**Exercise directions**
Only the lines starting at the one that contains "Quality check round. The original labels for dark patterned" and running to the end should be repeated, exactly as written.

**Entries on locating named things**

________________________________________

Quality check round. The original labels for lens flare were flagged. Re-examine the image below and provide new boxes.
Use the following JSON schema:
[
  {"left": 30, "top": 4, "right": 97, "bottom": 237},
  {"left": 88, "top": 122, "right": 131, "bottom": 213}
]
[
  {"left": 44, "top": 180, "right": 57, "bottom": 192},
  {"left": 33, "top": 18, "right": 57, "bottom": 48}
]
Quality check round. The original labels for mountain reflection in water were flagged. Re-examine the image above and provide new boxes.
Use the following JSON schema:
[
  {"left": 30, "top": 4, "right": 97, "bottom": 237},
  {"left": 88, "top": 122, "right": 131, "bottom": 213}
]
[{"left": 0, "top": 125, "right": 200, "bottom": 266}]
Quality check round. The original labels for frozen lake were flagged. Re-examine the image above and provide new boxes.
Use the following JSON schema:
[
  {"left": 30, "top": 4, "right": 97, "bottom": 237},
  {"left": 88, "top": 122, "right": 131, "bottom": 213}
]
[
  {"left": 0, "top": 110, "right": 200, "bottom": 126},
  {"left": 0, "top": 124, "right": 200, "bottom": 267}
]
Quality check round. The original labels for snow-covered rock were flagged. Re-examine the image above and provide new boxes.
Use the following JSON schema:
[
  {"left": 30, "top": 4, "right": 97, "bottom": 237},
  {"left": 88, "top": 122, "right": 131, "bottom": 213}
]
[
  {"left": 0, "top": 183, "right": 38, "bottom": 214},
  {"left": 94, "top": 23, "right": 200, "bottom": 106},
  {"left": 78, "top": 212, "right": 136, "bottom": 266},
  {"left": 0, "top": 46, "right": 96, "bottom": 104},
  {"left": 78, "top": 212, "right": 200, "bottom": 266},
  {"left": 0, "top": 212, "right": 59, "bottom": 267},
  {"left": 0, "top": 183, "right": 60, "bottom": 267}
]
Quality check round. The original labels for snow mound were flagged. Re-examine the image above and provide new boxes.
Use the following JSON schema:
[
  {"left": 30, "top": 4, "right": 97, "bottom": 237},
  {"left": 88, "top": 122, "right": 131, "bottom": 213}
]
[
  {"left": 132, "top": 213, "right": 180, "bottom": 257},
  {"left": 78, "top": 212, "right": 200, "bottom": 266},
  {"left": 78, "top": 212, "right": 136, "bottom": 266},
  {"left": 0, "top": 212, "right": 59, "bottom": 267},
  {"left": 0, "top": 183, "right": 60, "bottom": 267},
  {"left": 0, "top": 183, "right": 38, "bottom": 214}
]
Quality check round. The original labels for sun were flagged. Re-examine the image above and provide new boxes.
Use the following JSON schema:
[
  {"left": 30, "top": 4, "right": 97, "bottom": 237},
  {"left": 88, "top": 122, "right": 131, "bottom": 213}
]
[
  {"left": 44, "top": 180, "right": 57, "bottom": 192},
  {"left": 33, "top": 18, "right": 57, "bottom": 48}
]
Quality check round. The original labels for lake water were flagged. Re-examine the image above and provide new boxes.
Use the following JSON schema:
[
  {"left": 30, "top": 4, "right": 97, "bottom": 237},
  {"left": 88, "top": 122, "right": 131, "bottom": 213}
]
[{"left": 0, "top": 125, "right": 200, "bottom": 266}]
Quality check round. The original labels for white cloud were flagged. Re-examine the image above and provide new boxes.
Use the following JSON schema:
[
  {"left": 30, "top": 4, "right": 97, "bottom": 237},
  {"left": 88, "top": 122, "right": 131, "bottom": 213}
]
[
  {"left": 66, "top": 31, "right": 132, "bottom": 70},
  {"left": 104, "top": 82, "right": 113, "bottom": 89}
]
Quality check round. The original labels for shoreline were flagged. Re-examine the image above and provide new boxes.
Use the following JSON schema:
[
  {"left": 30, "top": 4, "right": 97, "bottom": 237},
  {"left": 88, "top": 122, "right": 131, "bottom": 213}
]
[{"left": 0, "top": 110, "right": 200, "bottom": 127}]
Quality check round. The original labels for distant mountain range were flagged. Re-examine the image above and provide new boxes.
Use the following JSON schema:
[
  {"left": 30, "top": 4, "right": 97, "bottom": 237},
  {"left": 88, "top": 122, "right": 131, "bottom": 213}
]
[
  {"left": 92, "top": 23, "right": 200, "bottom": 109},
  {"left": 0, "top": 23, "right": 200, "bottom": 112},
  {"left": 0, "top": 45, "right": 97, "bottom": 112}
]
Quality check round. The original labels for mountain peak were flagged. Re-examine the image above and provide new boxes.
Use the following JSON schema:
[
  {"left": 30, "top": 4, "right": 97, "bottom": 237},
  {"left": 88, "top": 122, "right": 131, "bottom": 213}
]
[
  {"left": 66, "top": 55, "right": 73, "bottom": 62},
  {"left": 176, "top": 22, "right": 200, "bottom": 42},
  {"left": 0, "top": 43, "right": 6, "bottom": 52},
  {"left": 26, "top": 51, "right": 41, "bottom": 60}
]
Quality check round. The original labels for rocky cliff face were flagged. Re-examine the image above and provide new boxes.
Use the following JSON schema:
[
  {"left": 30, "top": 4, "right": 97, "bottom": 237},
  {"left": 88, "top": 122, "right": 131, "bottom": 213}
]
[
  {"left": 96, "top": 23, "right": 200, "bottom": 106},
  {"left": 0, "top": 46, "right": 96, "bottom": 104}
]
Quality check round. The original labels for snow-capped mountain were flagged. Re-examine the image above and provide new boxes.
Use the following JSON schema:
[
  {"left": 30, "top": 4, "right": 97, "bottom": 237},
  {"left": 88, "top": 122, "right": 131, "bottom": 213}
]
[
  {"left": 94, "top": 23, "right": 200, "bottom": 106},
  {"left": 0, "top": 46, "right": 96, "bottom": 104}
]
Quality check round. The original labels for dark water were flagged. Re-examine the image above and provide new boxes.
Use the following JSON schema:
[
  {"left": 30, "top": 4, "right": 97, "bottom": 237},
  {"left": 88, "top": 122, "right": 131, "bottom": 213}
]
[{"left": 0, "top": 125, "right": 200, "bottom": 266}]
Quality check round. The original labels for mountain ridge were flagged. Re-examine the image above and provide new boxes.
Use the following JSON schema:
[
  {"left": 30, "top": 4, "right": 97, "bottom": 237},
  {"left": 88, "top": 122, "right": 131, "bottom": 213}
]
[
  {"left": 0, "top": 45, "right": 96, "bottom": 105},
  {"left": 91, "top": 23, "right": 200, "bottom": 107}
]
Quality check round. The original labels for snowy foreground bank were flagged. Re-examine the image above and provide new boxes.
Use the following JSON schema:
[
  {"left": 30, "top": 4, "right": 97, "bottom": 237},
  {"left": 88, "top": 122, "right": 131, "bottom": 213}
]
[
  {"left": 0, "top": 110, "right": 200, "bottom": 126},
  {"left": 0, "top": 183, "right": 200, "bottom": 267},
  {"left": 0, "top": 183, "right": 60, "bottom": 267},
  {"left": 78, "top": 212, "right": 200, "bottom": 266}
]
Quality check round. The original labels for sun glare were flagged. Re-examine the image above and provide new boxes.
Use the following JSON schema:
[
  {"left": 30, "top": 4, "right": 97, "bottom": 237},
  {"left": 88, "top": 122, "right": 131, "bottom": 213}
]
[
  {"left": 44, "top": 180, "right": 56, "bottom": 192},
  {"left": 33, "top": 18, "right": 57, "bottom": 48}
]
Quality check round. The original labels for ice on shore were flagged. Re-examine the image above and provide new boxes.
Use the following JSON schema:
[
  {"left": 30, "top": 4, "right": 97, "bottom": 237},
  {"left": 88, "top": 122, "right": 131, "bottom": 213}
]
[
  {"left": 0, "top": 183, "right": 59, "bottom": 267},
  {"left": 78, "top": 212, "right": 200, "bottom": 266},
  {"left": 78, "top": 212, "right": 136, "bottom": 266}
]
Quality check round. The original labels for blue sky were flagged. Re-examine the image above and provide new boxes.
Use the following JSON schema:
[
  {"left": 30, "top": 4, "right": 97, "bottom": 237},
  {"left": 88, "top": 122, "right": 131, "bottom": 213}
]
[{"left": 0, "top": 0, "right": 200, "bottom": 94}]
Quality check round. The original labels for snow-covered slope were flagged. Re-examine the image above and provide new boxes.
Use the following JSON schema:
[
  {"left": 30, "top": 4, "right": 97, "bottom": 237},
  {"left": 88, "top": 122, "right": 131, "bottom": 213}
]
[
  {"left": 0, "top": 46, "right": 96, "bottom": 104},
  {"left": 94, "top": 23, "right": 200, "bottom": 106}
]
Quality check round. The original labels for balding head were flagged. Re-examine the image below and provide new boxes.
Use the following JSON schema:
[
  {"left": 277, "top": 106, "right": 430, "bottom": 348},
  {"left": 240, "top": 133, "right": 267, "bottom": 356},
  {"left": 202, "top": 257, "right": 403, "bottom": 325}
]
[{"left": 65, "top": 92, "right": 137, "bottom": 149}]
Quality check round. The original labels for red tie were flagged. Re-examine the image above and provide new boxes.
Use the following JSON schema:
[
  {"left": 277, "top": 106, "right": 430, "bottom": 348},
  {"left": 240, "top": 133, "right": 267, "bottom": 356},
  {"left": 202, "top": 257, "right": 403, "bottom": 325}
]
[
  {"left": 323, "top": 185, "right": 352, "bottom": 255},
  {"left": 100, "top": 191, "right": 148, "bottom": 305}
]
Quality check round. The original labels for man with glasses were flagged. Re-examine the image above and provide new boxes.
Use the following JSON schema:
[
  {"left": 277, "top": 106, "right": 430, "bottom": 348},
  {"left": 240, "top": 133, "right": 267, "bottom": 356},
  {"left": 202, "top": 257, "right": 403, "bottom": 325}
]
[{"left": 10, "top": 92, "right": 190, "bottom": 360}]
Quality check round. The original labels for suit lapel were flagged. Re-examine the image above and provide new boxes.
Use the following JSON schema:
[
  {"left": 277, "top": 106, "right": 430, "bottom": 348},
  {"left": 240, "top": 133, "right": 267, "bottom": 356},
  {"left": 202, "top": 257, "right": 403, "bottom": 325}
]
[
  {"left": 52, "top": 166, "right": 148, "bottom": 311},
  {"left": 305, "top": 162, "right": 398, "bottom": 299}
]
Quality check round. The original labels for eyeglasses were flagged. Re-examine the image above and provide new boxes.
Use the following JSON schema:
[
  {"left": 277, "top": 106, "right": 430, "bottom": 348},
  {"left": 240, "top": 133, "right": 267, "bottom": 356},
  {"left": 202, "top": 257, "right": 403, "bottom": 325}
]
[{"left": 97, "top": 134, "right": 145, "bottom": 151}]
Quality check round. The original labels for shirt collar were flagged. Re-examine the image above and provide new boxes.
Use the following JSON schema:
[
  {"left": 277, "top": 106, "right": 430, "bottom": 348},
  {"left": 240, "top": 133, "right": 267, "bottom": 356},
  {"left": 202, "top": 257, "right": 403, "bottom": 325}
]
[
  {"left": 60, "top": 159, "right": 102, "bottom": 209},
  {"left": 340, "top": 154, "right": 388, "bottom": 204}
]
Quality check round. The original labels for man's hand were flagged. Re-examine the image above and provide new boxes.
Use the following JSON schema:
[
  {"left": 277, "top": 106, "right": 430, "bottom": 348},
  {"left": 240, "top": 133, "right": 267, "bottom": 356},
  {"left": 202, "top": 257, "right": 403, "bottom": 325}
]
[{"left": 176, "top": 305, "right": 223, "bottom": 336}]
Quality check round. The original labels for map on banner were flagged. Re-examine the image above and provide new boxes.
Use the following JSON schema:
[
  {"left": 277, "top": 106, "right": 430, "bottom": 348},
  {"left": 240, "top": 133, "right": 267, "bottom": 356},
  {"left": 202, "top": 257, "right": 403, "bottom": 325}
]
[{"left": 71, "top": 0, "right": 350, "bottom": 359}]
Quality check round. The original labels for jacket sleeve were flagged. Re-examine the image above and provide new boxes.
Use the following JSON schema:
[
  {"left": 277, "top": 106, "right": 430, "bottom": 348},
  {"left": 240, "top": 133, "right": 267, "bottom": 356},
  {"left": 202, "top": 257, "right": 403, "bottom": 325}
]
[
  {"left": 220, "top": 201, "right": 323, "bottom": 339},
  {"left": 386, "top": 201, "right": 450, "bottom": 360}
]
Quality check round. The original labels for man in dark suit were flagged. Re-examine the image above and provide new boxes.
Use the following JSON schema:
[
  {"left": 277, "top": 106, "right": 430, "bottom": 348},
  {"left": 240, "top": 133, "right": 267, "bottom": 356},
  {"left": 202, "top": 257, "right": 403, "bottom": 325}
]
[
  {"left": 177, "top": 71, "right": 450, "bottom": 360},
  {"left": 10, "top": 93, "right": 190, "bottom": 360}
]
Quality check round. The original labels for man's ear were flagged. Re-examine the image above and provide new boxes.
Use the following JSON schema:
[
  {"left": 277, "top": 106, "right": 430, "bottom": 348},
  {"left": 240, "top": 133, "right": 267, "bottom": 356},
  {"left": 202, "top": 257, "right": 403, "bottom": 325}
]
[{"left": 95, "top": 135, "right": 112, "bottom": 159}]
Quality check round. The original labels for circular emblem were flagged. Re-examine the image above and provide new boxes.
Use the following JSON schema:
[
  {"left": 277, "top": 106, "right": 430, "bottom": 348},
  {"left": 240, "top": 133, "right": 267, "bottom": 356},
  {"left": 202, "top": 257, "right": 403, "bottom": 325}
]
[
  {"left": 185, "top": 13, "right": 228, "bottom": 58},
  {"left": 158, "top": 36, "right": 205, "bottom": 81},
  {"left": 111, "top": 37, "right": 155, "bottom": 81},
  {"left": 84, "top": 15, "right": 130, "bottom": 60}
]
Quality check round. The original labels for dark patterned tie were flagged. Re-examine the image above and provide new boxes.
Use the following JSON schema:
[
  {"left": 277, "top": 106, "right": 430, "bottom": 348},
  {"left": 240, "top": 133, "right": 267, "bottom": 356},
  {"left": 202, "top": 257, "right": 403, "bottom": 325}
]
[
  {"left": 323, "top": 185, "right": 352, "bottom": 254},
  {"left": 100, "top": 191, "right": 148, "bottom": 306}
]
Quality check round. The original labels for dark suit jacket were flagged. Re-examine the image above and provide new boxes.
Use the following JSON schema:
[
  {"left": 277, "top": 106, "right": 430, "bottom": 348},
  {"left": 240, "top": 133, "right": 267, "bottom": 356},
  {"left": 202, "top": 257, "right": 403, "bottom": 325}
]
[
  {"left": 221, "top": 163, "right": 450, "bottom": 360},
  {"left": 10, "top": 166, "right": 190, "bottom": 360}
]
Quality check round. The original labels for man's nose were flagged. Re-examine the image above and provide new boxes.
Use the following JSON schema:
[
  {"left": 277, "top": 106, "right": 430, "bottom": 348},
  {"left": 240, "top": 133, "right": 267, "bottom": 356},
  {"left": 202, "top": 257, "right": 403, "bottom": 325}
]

________________________________________

**Answer**
Quality check round. The original labels for dark patterned tie were flagged. Re-examine the image above and provide new boxes.
Use the following JSON schema:
[
  {"left": 277, "top": 106, "right": 430, "bottom": 348},
  {"left": 240, "top": 133, "right": 267, "bottom": 356},
  {"left": 202, "top": 257, "right": 403, "bottom": 325}
]
[
  {"left": 323, "top": 185, "right": 352, "bottom": 254},
  {"left": 100, "top": 191, "right": 148, "bottom": 306}
]
Quality check round. The original labels for dark suit jacket were flagged. Re-examine the image above and provide new boxes.
Use the following JSON schema:
[
  {"left": 277, "top": 106, "right": 430, "bottom": 348},
  {"left": 240, "top": 133, "right": 267, "bottom": 356},
  {"left": 202, "top": 257, "right": 403, "bottom": 325}
]
[
  {"left": 221, "top": 163, "right": 450, "bottom": 360},
  {"left": 10, "top": 166, "right": 190, "bottom": 360}
]
Quality check round. The original labels for man's nose were flagged. Re-examine the image above and provide new boxes.
Use the following JSON schema:
[
  {"left": 277, "top": 106, "right": 430, "bottom": 348},
  {"left": 240, "top": 133, "right": 267, "bottom": 356},
  {"left": 202, "top": 257, "right": 403, "bottom": 325}
]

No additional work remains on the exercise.